§ WORK TO COMPLETE
After locating the line that contains "Point out the door panel", restate it and each later line word for word through the end of the records.

::::::::::

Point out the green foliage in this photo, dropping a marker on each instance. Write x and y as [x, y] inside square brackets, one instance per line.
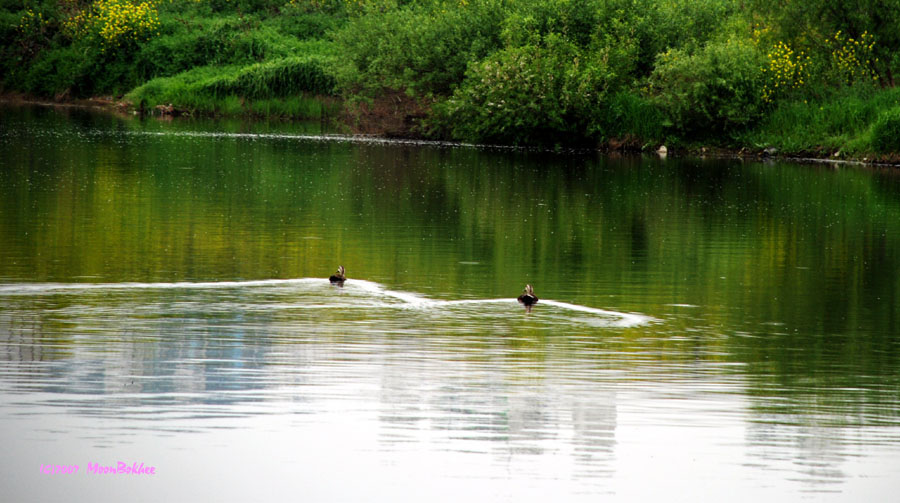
[276, 87]
[279, 78]
[840, 120]
[718, 87]
[425, 48]
[885, 135]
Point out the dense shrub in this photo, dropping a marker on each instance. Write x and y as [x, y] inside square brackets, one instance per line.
[530, 95]
[422, 48]
[718, 87]
[886, 132]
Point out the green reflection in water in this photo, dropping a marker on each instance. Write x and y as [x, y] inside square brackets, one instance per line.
[792, 272]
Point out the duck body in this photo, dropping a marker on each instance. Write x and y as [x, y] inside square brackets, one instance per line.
[338, 278]
[528, 298]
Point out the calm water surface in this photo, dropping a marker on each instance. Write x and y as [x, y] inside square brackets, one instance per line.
[707, 329]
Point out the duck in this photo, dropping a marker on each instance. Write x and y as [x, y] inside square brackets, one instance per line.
[338, 278]
[528, 298]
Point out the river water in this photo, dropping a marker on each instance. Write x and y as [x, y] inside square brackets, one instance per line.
[707, 329]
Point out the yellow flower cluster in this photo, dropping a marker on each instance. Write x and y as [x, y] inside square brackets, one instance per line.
[31, 22]
[116, 22]
[785, 71]
[851, 58]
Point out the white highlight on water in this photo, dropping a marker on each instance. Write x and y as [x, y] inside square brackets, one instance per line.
[353, 287]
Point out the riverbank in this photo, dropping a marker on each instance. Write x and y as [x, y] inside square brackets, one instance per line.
[586, 74]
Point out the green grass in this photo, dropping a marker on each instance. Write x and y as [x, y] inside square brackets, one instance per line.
[842, 121]
[232, 90]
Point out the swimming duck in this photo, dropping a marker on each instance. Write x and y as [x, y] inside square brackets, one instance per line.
[338, 278]
[528, 298]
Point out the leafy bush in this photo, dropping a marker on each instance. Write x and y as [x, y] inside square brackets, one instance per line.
[886, 132]
[530, 95]
[425, 48]
[718, 87]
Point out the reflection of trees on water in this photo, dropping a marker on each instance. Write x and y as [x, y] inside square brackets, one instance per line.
[519, 415]
[809, 454]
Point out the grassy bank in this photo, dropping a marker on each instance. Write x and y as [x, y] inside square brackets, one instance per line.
[806, 78]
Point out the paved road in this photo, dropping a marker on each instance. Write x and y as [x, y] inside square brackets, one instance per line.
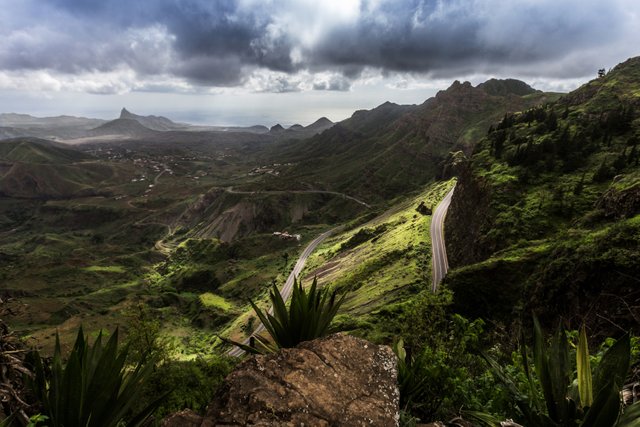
[287, 289]
[440, 262]
[335, 193]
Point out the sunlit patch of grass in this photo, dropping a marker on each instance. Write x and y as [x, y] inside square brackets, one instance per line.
[212, 300]
[105, 269]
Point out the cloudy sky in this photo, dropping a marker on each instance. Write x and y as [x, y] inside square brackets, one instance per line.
[266, 61]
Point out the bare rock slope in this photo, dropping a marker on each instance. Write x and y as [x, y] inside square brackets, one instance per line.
[335, 381]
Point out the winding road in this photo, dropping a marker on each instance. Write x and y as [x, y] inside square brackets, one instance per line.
[440, 262]
[335, 193]
[288, 285]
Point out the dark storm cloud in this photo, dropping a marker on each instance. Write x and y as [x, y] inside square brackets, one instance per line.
[457, 37]
[220, 43]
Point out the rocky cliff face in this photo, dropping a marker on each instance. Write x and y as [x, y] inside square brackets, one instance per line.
[466, 218]
[335, 381]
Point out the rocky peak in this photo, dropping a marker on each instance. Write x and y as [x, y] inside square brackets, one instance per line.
[506, 87]
[339, 380]
[126, 114]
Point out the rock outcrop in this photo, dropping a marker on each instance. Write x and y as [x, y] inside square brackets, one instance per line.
[335, 381]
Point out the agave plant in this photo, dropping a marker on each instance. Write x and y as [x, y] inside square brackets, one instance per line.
[308, 317]
[94, 388]
[592, 400]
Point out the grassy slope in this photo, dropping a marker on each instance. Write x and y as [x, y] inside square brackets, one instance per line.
[381, 263]
[405, 149]
[560, 230]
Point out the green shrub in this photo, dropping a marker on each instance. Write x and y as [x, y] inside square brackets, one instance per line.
[308, 317]
[93, 388]
[559, 393]
[188, 384]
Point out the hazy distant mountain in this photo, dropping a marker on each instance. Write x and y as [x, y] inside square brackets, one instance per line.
[158, 123]
[276, 129]
[298, 131]
[25, 120]
[61, 127]
[399, 147]
[124, 127]
[320, 125]
[506, 87]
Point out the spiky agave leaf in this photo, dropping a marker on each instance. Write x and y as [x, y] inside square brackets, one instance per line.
[94, 388]
[308, 316]
[585, 383]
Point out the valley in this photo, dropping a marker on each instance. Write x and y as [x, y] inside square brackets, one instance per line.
[443, 224]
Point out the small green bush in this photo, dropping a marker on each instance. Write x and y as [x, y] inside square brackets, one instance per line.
[94, 388]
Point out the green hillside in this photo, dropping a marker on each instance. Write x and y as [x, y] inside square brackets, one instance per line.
[545, 214]
[393, 149]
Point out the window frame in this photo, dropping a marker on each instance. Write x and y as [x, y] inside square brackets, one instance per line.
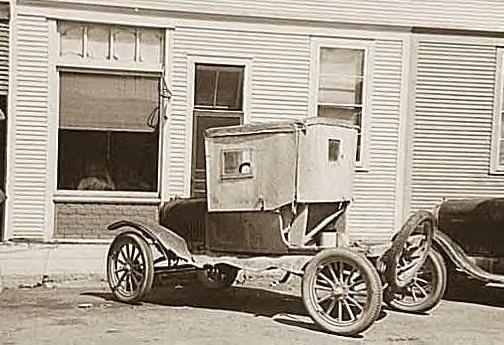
[244, 61]
[96, 195]
[496, 167]
[346, 43]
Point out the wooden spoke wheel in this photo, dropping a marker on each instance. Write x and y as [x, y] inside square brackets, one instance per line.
[425, 290]
[217, 277]
[342, 291]
[130, 268]
[409, 249]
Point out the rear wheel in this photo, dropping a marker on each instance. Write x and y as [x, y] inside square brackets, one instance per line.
[426, 289]
[130, 268]
[218, 277]
[342, 291]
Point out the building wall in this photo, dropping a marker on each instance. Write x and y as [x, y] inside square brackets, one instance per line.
[453, 121]
[459, 14]
[280, 90]
[280, 64]
[80, 220]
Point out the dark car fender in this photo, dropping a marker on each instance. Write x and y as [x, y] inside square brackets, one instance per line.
[456, 255]
[165, 239]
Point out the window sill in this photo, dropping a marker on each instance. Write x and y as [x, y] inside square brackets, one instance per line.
[107, 197]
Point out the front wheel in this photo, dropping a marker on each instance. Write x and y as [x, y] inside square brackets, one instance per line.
[342, 291]
[130, 267]
[426, 289]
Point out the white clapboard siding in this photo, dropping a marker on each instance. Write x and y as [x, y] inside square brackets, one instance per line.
[453, 123]
[373, 211]
[460, 14]
[4, 57]
[280, 72]
[280, 90]
[28, 168]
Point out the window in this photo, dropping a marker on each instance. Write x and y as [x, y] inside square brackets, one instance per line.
[237, 163]
[497, 159]
[99, 43]
[108, 132]
[218, 102]
[334, 150]
[218, 87]
[341, 86]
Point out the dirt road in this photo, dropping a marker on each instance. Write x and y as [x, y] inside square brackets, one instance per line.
[252, 313]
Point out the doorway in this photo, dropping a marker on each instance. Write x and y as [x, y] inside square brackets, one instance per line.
[218, 102]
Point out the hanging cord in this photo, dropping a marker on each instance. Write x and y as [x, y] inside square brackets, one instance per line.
[153, 119]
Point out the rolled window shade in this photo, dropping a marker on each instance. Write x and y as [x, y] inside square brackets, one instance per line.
[107, 102]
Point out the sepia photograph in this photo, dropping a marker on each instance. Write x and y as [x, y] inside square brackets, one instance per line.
[266, 172]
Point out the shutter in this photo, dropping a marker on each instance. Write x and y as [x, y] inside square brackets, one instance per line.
[30, 130]
[453, 123]
[4, 57]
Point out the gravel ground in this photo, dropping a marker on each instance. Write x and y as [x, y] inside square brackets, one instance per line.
[252, 312]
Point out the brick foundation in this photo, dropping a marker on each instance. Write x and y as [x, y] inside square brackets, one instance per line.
[90, 220]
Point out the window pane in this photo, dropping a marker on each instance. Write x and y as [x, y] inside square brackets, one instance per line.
[100, 160]
[113, 102]
[98, 42]
[71, 39]
[134, 161]
[341, 76]
[205, 86]
[334, 150]
[83, 154]
[229, 94]
[219, 87]
[501, 152]
[237, 163]
[151, 46]
[347, 115]
[124, 44]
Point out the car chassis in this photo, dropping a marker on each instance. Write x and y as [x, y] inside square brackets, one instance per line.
[277, 198]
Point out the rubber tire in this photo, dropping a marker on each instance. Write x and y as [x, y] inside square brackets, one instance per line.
[213, 284]
[441, 278]
[146, 253]
[399, 240]
[374, 288]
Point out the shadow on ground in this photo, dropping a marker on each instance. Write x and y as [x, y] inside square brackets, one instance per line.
[472, 291]
[286, 309]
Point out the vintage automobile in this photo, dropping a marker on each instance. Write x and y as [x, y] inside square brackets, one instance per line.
[469, 235]
[277, 194]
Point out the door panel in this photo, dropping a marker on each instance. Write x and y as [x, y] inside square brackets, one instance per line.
[3, 158]
[202, 122]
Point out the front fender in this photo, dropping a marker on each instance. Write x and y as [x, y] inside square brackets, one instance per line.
[451, 250]
[167, 239]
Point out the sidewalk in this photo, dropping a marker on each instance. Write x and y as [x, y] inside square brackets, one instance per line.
[27, 263]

::::::::::

§ PROBLEM SOLUTION
Point out the door panel in this photo, dropping a marker on each instance. Write x and y as [x, y] inside square brackets, one instance per line.
[3, 158]
[202, 122]
Point out the front fender in this photo, dropping a marker on each instance. Write x and y as [x, y] inside square brackets, one instance per line.
[451, 250]
[167, 239]
Point out the sidewalk in this photo, dropping a marker on each instance. Write x and y as [x, y] inside square brackets, one instance per line.
[27, 263]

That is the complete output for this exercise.